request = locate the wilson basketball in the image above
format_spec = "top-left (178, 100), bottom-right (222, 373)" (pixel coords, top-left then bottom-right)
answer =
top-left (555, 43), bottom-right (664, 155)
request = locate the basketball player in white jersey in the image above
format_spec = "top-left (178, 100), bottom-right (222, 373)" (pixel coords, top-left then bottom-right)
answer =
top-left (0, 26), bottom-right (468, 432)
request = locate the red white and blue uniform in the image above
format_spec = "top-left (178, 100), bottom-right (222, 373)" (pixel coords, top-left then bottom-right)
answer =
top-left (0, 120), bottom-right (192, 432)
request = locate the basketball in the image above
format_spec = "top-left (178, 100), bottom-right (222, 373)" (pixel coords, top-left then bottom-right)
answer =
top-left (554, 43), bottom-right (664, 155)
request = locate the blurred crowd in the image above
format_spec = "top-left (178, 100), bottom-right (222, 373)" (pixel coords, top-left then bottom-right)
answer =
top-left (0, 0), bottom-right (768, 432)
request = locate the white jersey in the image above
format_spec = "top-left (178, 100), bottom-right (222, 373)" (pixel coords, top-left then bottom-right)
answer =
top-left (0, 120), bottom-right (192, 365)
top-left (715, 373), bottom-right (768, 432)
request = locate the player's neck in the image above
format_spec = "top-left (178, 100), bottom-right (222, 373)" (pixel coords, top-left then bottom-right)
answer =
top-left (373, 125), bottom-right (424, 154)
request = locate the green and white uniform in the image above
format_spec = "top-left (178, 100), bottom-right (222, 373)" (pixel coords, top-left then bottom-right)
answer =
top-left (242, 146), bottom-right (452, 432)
________________________
■ DESCRIPTION OF THE TASK
Reproduce the entire listing above line for line, with no changes.

■ EXERCISE RESULT
request = locate the wilson basketball in the image above
format_spec = "top-left (178, 100), bottom-right (222, 373)" (pixel coords, top-left then bottom-right)
answer =
top-left (555, 43), bottom-right (664, 155)
request = locate the basketball player in white jersey in the image above
format_spec = "top-left (178, 100), bottom-right (222, 373)" (pixel coords, top-left then bottom-right)
answer =
top-left (0, 26), bottom-right (468, 432)
request = locate the red white and blue uniform in the image above
format_spec = "top-left (178, 100), bottom-right (222, 373)" (pixel coords, top-left then bottom-right)
answer =
top-left (0, 120), bottom-right (192, 432)
request = locate the basketball in the image above
format_spec = "top-left (178, 100), bottom-right (222, 373)" (pixel coords, top-left then bottom-right)
answer =
top-left (554, 43), bottom-right (664, 155)
request = locate the blurred crowd in the image above
format_spec = "top-left (178, 100), bottom-right (222, 373)" (pixel coords, top-left then bottom-right)
answer =
top-left (0, 0), bottom-right (768, 432)
request = locate the white jersey in the image above
format_spec = "top-left (178, 100), bottom-right (222, 373)" (pixel coords, top-left then bottom-right)
answer =
top-left (0, 120), bottom-right (192, 365)
top-left (715, 373), bottom-right (768, 432)
request = locate the player's neck in the image above
format_spec = "top-left (178, 100), bottom-right (222, 373)" (pixel coords, top-left then bottom-right)
answer =
top-left (373, 125), bottom-right (424, 154)
request = locate the green and white uniform in the image above
format_spec = "top-left (178, 100), bottom-right (222, 373)" (pixel coords, top-left then bottom-right)
answer =
top-left (242, 146), bottom-right (452, 432)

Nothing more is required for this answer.